Tasks:
a) Do these statements agree with the passage below on underground Jerusalem? Answer yes or no for each, quoting the deciding words of the passage.
(i) After the next tunnel is cleared and opened, a mile of interconnected tunnels and rooms will lie under Jerusalem.
(ii) The Israeli archaeologists say the Silwan excavation is meant to justify moving Palestinians out.
(iii) The tunnel excavation into Silwan caused political tension last year.
b) Can you copy, word for word, the stretch of the passage below on underground Jerusalem from "The tunnels range" through "fighting the Romans."?

Document excerpt:
>>>>>

JerusalemThe Holy City has an underworld.

While tourists and pilgrims spend most of their time above ground seeing the Dome of the Rock, the Via Dolorosa, and Jerusalem's many other attractions, a growing number of people are climbing down flights of ancient stairs to explore the cool vaults and winding tunnels built by generations of rulers and rebels.

The tunnels range from the underground cistern pictured here to ancient basements to a sewer thought to have been used by Jewish warriors fighting the Romans.

Once another tunnel is cleared and opened two months from now, there will be a mile of interconnected tunnels and rooms under Jerusalem. While that will make tours of underground Jerusalem more interesting, it will also make politics above ground more complicated.

Many Israelis point to the tunnels as proof that they were in the land first. This makes Palestinians see any new tunnel opening as another attempt to push them out of the city. An excavation of a tunnel running from the Temple Mount, now the site of the Al-Aqsa Mosque, into the Palestinian neighborhood of Silwan, caused political tension earlier this year. Locals say that the archaeologists are trying to make a connection with the Jewish temple and Silwan as a justification for moving the Palestinians out. The Israeli archaeologists say they're merely investigating history.

This is normal in Israel. There are in fact two Jerusalems, with two very different accounts of history. And that argument is now literally on two levels.

<<<<<

Data rows:
>>>>>

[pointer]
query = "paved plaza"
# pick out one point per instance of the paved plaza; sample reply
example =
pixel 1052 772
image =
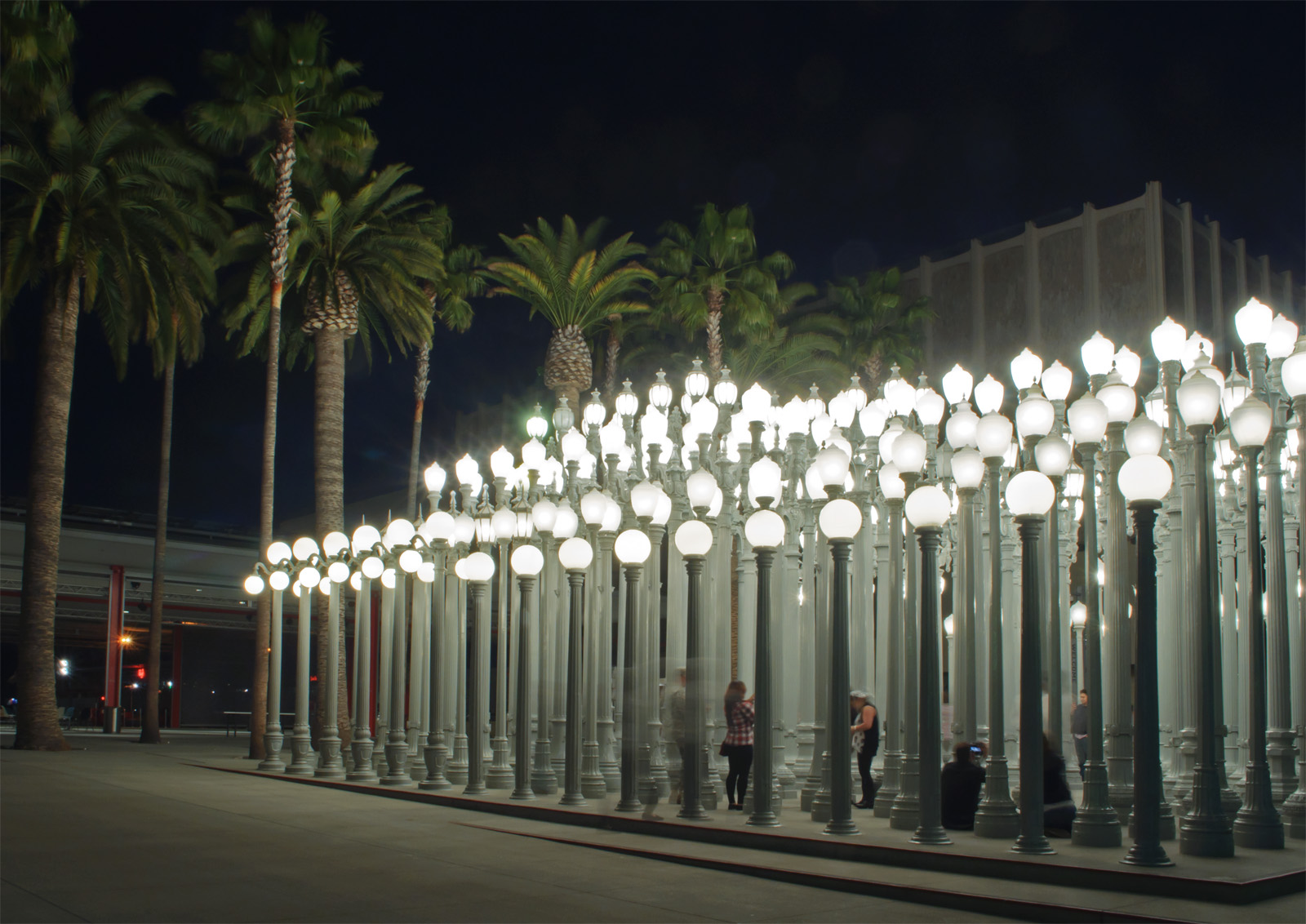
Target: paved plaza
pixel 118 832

<<<<<
>>>>>

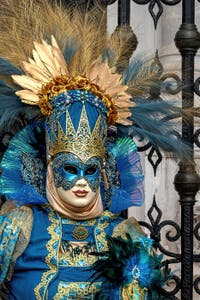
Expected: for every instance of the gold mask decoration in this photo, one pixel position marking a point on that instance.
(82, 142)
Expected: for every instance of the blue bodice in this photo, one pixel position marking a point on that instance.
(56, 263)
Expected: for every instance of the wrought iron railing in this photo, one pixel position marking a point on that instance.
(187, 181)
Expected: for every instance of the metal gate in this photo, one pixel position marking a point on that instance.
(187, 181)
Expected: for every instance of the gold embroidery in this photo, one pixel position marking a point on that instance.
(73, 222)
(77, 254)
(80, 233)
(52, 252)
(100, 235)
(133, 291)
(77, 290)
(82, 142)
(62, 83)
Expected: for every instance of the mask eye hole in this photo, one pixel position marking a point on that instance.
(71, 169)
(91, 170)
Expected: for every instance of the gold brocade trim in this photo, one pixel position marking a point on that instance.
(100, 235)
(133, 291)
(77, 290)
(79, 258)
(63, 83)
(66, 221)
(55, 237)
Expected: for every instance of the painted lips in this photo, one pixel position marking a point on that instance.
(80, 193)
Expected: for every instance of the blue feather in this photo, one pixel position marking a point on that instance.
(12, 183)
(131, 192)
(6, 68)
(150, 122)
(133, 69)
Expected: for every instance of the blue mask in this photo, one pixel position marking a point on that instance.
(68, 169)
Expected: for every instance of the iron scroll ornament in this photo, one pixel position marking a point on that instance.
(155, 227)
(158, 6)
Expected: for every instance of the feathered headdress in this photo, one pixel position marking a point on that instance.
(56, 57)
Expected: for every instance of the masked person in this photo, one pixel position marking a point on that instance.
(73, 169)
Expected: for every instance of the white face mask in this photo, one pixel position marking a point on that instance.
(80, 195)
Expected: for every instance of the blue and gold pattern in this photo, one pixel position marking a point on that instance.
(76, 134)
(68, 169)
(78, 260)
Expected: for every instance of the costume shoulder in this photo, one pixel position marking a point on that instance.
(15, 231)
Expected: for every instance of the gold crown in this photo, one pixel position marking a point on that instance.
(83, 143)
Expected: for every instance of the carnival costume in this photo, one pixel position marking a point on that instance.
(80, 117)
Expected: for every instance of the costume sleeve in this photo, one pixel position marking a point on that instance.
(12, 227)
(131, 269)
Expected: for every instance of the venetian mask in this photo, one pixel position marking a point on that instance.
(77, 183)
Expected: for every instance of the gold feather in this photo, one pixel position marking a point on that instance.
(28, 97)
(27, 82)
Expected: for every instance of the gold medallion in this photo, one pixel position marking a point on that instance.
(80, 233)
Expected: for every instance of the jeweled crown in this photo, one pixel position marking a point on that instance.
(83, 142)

<<<<<

Responses to the tasks:
a)
(i) Yes: "there will be a mile of interconnected tunnels and rooms under Jerusalem"
(ii) No: "The Israeli archaeologists say they're merely investigating history."
(iii) No: "caused political tension earlier this year"

b)
The tunnels range from the underground cistern pictured here to ancient basements to a sewer thought to have been used by Jewish warriors fighting the Romans.